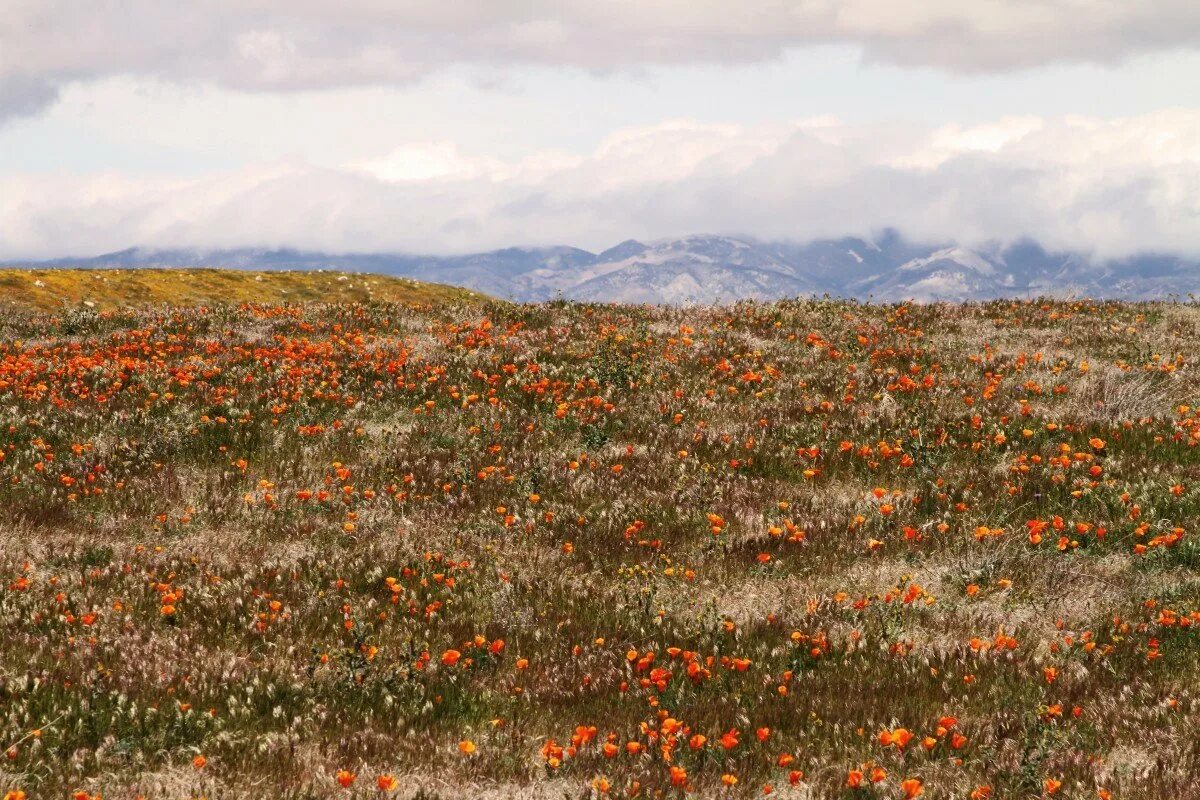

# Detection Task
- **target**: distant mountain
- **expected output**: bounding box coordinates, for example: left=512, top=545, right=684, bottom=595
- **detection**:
left=8, top=231, right=1200, bottom=305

**Stated task:**
Copy the material above with "mountain" swapped for "peak" and everything else unchanged. Leave the picture out of your copy.

**Problem solution:**
# Detection Task
- **target**: distant peak
- **expected output**: bounding box coordinates, for example: left=512, top=545, right=684, bottom=595
- **detection**:
left=8, top=231, right=1200, bottom=305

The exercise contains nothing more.